### TEXT SHOWN
>> start
As previously reported, Real Goods Solar, Inc. (the “Company”)
attended a hearing before a Nasdaq Listing Qualifications Panel (the “Panel”) on December 15, 2016 related to the Company’s
previously reported non-compliance with Nasdaq’s $2,500,000 minimum shareholders’ equity requirement under Nasdaq Listing
Rule 5550(b)(1). On January 26, 2017, the Company received a determination letter from the Panel, dated January 25, 2017, providing
notice to the Company that it had regained compliance with Nasdaq’s minimum shareholders’ equity requirement and as
such is eligible for continued listing on Nasdaq.
The Panel further indicated, however, that the Company was subject
to a “Panel Monitor” as that term is defined under Nasdaq Listing Rule 5815(d)(4)(A), through January 15, 2018. Under
the terms of the Panel Monitor, in the event the Company’s shareholders’ equity fell below the $2,500,000 threshold
(or any other requirement that would ordinarily require the Company to submit a compliance plan to the Nasdaq Staff) during the
monitor period and the Company would not qualify for continued listing under an alternative to the shareholders’ equity requirement.
>> end
### ITEMS
>> start
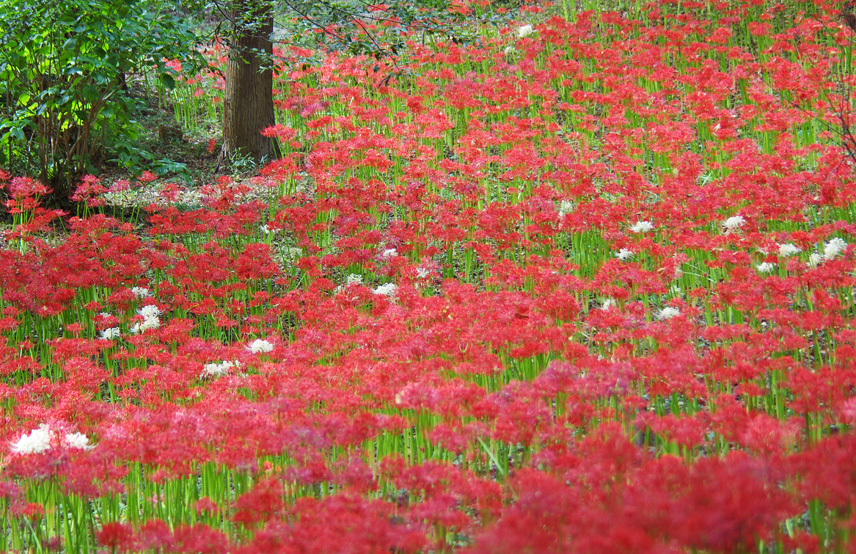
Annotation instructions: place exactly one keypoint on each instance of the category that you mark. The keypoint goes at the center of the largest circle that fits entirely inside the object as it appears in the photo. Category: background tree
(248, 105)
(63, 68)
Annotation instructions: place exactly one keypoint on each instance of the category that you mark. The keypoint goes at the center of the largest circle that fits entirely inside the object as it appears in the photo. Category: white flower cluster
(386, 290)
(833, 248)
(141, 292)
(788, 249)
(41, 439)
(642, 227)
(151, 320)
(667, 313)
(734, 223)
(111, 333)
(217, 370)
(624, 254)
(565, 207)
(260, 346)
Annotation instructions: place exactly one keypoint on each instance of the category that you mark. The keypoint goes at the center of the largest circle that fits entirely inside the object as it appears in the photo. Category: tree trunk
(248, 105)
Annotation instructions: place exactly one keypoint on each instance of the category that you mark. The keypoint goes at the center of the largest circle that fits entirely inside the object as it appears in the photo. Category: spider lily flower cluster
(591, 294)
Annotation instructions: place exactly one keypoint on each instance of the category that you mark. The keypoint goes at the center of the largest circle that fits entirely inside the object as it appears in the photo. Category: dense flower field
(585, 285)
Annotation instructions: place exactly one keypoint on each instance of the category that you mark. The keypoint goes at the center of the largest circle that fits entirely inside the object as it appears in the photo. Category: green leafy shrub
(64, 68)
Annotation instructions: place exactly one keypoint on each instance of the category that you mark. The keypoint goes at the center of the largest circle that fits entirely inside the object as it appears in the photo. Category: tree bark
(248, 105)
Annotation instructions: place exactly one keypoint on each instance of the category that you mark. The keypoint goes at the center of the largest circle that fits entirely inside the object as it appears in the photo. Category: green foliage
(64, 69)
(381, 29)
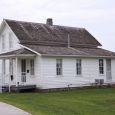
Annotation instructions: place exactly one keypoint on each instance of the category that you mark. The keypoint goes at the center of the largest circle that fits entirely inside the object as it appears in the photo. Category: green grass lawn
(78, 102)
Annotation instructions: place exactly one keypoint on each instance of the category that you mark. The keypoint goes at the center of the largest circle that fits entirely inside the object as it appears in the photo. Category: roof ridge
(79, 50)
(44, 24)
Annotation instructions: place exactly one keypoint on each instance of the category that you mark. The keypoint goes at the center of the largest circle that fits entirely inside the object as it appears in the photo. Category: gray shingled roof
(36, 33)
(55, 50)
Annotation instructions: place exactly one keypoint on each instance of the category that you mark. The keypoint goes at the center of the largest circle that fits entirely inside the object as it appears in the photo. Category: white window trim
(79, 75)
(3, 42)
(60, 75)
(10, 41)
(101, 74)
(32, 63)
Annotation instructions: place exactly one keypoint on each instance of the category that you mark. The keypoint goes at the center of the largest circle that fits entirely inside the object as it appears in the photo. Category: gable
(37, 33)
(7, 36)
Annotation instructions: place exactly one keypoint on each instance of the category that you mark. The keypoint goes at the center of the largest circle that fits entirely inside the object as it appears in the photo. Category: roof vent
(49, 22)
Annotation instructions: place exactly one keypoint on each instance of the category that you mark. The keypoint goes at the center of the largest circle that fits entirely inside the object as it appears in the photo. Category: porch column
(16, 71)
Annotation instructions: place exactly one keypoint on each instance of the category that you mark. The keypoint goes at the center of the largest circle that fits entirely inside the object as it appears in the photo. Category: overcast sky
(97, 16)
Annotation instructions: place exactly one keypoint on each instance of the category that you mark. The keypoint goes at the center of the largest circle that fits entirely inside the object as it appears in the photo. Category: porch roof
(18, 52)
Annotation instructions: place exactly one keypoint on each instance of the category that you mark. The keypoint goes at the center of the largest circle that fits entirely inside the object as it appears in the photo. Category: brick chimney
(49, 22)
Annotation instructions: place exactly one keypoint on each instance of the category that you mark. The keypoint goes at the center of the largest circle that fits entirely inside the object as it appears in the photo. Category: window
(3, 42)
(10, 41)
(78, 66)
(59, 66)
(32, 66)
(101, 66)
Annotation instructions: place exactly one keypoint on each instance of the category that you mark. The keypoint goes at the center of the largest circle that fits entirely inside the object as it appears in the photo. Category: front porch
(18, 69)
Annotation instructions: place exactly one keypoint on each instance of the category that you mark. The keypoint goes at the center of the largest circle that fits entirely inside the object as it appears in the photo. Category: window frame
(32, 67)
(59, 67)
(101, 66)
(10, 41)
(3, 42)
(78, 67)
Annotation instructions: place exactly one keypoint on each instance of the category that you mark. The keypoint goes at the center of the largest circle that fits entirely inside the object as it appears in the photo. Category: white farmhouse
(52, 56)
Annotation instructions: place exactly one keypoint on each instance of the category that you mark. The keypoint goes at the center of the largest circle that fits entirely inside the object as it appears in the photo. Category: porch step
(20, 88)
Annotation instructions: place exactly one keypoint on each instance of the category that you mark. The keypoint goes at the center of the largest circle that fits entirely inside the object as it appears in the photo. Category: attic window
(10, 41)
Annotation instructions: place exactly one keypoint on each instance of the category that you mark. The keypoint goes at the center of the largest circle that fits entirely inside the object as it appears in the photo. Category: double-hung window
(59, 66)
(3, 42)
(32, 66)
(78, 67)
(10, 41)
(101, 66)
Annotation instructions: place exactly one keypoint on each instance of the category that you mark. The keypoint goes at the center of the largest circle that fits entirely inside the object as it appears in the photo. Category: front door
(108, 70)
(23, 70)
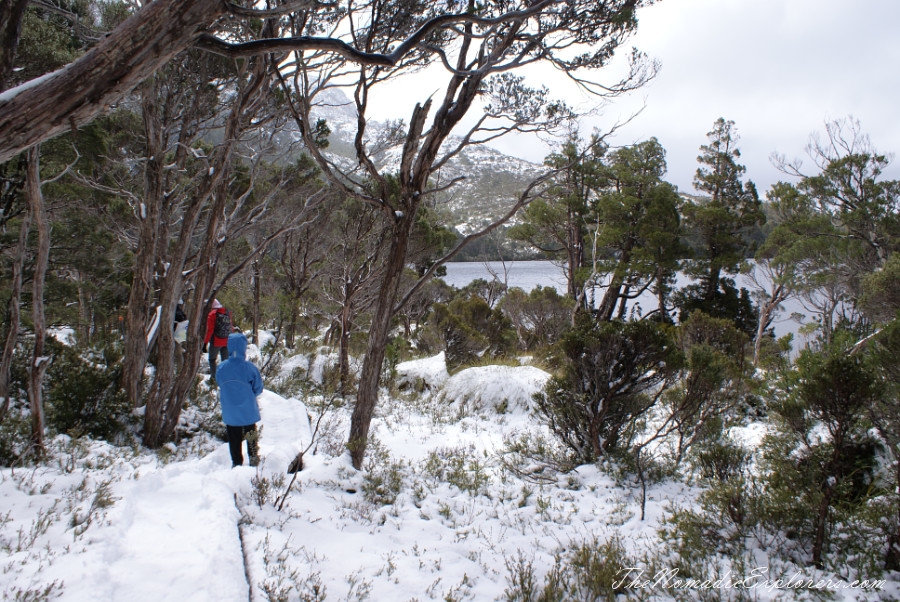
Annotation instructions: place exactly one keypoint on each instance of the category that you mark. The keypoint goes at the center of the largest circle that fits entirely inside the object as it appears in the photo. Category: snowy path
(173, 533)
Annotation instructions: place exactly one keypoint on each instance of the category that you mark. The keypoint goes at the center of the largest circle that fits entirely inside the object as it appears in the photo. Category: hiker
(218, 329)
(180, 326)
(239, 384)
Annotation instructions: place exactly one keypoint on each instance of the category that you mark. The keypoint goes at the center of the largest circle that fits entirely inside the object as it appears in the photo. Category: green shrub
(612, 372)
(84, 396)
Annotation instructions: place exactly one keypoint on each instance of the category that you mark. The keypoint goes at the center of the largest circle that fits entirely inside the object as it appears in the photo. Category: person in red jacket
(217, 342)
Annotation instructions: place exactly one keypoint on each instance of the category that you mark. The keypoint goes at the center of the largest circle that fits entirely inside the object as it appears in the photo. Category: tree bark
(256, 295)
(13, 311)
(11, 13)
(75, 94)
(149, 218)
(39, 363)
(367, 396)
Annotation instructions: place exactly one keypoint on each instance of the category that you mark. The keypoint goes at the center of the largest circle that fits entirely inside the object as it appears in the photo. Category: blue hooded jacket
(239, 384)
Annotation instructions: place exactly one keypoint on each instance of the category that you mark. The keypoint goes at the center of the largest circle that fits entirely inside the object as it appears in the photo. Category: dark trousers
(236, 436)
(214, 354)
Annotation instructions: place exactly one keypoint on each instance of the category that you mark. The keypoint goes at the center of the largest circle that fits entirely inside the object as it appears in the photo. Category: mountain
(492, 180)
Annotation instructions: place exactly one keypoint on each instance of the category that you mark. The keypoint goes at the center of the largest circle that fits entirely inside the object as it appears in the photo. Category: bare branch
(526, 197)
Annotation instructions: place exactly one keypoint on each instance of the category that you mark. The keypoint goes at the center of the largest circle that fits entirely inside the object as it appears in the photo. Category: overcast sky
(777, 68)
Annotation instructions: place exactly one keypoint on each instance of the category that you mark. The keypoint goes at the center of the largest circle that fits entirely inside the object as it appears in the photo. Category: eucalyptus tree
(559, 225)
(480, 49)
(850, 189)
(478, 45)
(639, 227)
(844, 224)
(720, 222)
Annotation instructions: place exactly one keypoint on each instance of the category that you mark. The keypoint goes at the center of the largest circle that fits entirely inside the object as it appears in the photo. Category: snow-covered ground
>> end
### REQUIRED ACTIONS
a) In the passage on Real Goods Solar's Nasdaq listing, through what date was the Company subject to a Panel Monitor?
b) Carry on the passage on Real Goods Solar's Nasdaq listing from the point where it ends.

### THE REPLIES
a) January 15, 2018.

b)
On January 24, 2018, the Company received a letter from the
Panel, dated January 24, 2018, providing notice to confirm that the Company had regained compliance with the minimum shareholders’
equity rule, as required by the Panel’s decision dated January 25, 2017, and is in compliance with other applicable requirements
as set forth in the decision and required for listing on The Nasdaq Stock Market. Accordingly, the Panel has determined to continue
the listing of the Company’s securities on The Nasdaq Stock Market and is closing this matter.
SIGNATURE
Pursuant to the requirements of the Securities
Exchange Act of 1934, the Registrant has duly caused this report to be signed on its behalf by the undersigned hereunto duly authorized.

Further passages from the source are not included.